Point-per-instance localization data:
.....

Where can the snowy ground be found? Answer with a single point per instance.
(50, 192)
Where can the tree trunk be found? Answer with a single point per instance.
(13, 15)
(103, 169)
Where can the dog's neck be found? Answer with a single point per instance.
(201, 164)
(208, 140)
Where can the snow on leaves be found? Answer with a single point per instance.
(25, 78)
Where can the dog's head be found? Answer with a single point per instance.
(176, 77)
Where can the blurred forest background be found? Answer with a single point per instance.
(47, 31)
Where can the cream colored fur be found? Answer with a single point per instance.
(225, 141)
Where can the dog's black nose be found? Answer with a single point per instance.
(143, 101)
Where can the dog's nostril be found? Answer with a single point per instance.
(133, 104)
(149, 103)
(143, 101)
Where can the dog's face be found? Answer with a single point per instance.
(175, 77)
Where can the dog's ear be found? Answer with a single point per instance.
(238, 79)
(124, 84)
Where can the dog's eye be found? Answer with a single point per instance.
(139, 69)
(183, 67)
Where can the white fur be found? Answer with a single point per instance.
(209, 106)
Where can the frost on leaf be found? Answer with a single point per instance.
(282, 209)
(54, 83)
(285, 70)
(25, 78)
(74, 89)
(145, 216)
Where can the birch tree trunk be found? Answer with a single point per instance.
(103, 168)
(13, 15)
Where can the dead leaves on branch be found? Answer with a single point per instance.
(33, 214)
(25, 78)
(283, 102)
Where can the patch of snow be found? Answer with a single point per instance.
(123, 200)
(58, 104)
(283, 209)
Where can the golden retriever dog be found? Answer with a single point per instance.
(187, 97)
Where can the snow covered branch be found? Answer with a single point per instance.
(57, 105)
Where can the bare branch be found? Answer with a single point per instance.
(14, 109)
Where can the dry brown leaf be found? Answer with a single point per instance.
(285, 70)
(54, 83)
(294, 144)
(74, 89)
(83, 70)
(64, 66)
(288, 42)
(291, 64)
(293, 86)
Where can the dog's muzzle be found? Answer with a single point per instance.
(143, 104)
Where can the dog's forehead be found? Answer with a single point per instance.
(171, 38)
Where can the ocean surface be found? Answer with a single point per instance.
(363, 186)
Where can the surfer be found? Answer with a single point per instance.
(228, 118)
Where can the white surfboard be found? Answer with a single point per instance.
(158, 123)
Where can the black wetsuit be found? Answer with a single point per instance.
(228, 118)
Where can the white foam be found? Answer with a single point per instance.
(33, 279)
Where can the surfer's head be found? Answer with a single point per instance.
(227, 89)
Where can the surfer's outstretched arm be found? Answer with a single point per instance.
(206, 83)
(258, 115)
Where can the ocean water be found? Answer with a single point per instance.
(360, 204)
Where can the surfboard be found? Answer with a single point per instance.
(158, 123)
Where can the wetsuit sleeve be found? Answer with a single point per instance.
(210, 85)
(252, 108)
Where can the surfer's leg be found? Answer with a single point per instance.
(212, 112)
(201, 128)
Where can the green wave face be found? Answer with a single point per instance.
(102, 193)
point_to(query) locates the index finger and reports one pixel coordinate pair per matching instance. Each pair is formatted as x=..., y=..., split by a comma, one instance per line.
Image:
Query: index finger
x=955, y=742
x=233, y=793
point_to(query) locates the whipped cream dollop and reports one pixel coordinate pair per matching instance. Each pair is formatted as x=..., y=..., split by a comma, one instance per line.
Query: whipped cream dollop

.....

◆ What the task requires ◆
All of the entries above, written out exactly, make up the reply.

◆ Reply to the exercise ◆
Where can the snowy ground be found? Answer with a single point per instance.
(50, 192)
Where can the tree trunk be found? Answer with a single point per instance.
(13, 15)
(103, 169)
Where can the dog's neck be found? Answer with a single point per instance.
(201, 164)
(208, 140)
Where can the snow on leaves be found? Answer with a single point per instance.
(25, 78)
Where can the dog's head be found? Answer with a single point per instance.
(176, 77)
Where can the blurred forest background be found? Answer with a single point per instance.
(47, 31)
Where can the cream colored fur be found? Answer with a single point per instance.
(225, 141)
Where can the dog's black nose be found? Answer with a single point per instance.
(143, 101)
Where can the dog's nostril be found? Answer with a single point per instance.
(133, 104)
(149, 103)
(143, 101)
Where can the dog's face be found? Answer with a single point per instance.
(175, 77)
Where can the dog's ear be found? Answer with a single point per instance.
(238, 79)
(124, 84)
Where can the dog's eye be found? Answer with a single point per instance.
(139, 69)
(183, 67)
Where can the white fur be found? Answer with a single point per instance.
(209, 106)
Where can the frost on leaf be found? Answer with a single point per instance.
(282, 209)
(54, 83)
(285, 70)
(25, 78)
(74, 89)
(145, 216)
Where can the birch tree trunk be found? Answer with a single point per instance.
(103, 168)
(13, 15)
Where can the dead leaves on branch be found? Answer with a single point per instance.
(33, 214)
(25, 78)
(283, 102)
Where can the patch of snow be found? Answer with a single point per instance.
(123, 200)
(58, 104)
(283, 209)
Where can the golden retriever dog be found? Answer with a single point per instance.
(187, 97)
Where can the snow covered branch be found? Answer with a single point per instance.
(57, 105)
Where can the bare branch be found? Answer with a single point per instance.
(14, 109)
Where can the dry brown leaf be found? Answer with a single point per instance.
(285, 70)
(54, 83)
(294, 144)
(74, 89)
(83, 70)
(64, 66)
(288, 42)
(291, 64)
(293, 86)
Where can the dog's muzzle be found? Answer with a single point per instance.
(143, 104)
Where can the dog's forehead be found? Answer with a single point per instance.
(171, 38)
Where can the ocean surface be found? Answer with a single point per instance.
(363, 186)
Where can the surfer be found? Answer with a single point per instance.
(228, 118)
Where can the white surfboard be found? Answer with a single point per instance.
(158, 123)
Where can the black wetsuit be found? Answer with a single point per instance.
(228, 118)
Where can the white foam be found? Answer with a single point per instance.
(33, 279)
Where can the surfer's head be found? Answer with a single point per instance.
(227, 89)
Where can the surfer's outstretched arm be found? Answer with a single point per instance.
(206, 83)
(258, 115)
Where can the ocean water be found? Answer with a single point per instance.
(360, 204)
Where can the surfboard be found? Answer with a single point per instance.
(158, 123)
Where can the wetsuit sleeve be found? Answer with a single point per instance.
(210, 85)
(252, 108)
Where can the surfer's leg be found? Answer with a single point per instance.
(212, 112)
(201, 128)
Where can the green wave face be found? Answer with a single point per instance.
(102, 193)
point_to(query) locates the index finger and reports one pixel coordinate pair per matching instance. Each pair is formatted as x=..., y=..., split by a comma, one instance per line.
Image:
Query: index finger
x=955, y=742
x=233, y=793
point_to(query) locates the whipped cream dollop and reports one pixel coordinate pair per matching instance. Each pair is formatted as x=..., y=..., split by a comma, one instance per line.
Query: whipped cream dollop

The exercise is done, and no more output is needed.